• **SOURCE PASSAGE**
Skip to content

Inconsistent keyword list in Parser.getKeywords() causes inconsistent scoring #11

@schmamps

Description

@schmamps

I expect that the issues and PRs I've posted here are going to my own fork and no further, but if anyone out there is reading, your feedback is welcome.

In Parser.getKeywords():

# ...
uniqueWords = list(set(words))

keywords = [{'word': word, 'count': words.count(word)} for word in uniqueWords] 
keywords = sorted(keywords, key=lambda x: -x['count'])

# ... returns: ...
keywords[0]  = {'word': 'foo', 'count': 100}  # rank: 1st (most common keyword)
keywords[1]  = {'word': 'eggs', 'count': 25}  # rank: 9th
keywords[2]  = {'word': 'bacon', 'count': 32} # rank: 8th
# ...

• **DATASET ROWS**
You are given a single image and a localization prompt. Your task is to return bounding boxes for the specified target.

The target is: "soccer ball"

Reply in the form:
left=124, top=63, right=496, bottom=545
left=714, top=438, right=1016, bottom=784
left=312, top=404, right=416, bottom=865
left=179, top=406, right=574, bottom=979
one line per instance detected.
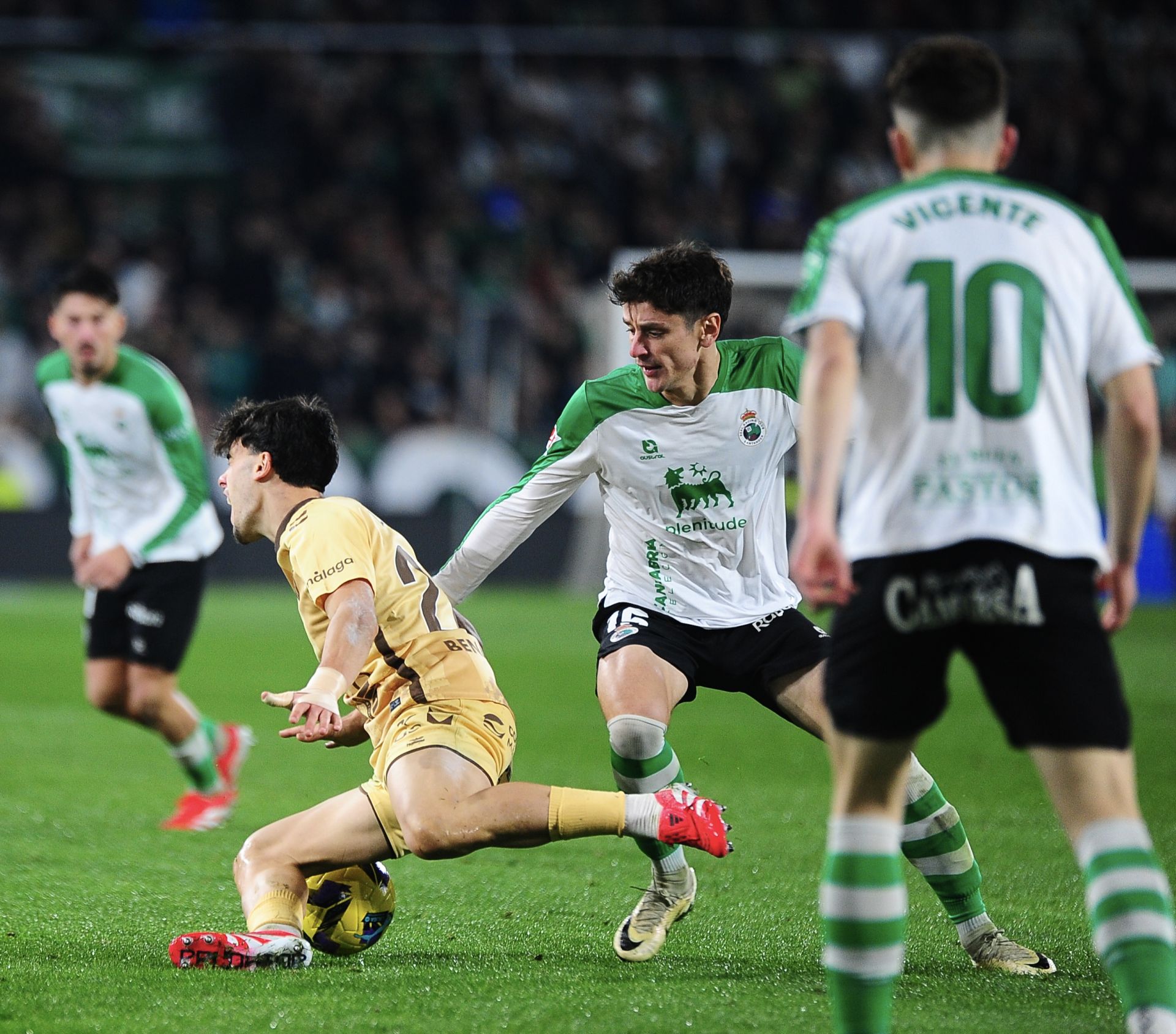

• **AIM**
Answer these from the issue text:
(a) What number does the issue's title carry?
(b) Where does the poster expect their issues and PRs to go?
(c) What count and rank are listed for the word 'bacon'?

• **RESULT OF THIS TASK**
(a) #11
(b) To the poster's own fork and no further.
(c) A count of 32 and a rank of 8th.